Yapılacak İşler:
1. Verilen metne göre Göden kardeşlerin ödeyemediği hayvancılık kredisi borcu ne kadardır?
2. Verilen metnin "Adana'da 700 bin" ifadesinden "ağacı diktiler' dedi." ifadesine kadar olan bölümünü hiçbir değişiklik yapmadan yazınız.

ÇİFTÇİYE İCRA DARBESİ
Manşet Haber 19.10.2021 09:46:14 0

ÇİFTÇİYE İCRA DARBESİ

ÇİFTÇİYE İCRA DARBESİ

Adana'da 700 bin liralık hayvancılık kredisi ve 50 bin liralık tarımsal kredi borcunu ödeyemeyen kardeş 2 çiftçinin 300 dönüm tarlası, traktörleri, hayvanları ve çiftlikleri icralık oldu. Mallarına el konulup icra yoluyla satılan çiftçiler Süleyman ve Niyazi Göden kardeşler, AKP üyesi olduklarını belirterek yaşadıklarına adeta isyan etti. Çiftçilerin dramını yerinde görüp sorunlarını dinleyen CHP Adana Milletvekili, TBMM Tarım, Orman ve Köyişleri Komisyonu Üyesi Ayhan Barut, 'Ürettiğinden kazanamayan çiftçinin ödenmeyen kredi borcu nedeniyle icra yoluyla ocağına incir ağacı diktiler' dedi.

Gösterilen Bilgiler:
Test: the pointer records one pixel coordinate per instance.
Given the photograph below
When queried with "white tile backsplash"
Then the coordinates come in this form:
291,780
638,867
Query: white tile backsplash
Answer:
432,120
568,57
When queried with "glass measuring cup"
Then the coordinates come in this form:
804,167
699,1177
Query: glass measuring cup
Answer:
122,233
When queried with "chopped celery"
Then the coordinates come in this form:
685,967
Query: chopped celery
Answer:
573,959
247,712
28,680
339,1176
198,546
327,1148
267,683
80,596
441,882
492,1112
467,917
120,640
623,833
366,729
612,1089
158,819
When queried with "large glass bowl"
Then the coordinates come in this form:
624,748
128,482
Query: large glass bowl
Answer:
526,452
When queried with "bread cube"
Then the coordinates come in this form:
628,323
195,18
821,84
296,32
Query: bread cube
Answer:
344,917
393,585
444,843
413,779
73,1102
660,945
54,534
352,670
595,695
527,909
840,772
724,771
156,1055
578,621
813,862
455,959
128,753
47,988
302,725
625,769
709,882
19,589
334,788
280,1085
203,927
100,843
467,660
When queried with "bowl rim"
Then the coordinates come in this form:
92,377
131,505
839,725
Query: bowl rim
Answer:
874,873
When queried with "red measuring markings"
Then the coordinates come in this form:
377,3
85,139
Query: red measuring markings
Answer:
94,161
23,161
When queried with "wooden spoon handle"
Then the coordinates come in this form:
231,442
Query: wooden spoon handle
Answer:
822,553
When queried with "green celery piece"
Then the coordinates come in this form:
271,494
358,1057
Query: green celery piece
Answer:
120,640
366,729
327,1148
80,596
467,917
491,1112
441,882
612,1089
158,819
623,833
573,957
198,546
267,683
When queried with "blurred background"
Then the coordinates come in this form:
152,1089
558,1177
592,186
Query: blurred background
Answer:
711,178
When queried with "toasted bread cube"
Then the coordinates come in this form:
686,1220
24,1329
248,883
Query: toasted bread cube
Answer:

Görev Sonuçları:
1. 700 bin lira.

2.
Adana'da 700 bin liralık hayvancılık kredisi ve 50 bin liralık tarımsal kredi borcunu ödeyemeyen kardeş 2 çiftçinin 300 dönüm tarlası, traktörleri, hayvanları ve çiftlikleri icralık oldu. Mallarına el konulup icra yoluyla satılan çiftçiler Süleyman ve Niyazi Göden kardeşler, AKP üyesi olduklarını belirterek yaşadıklarına adeta isyan etti. Çiftçilerin dramını yerinde görüp sorunlarını dinleyen CHP Adana Milletvekili, TBMM Tarım, Orman ve Köyişleri Komisyonu Üyesi Ayhan Barut, 'Ürettiğinden kazanamayan çiftçinin ödenmeyen kredi borcu nedeniyle icra yoluyla ocağına incir ağacı diktiler' dedi.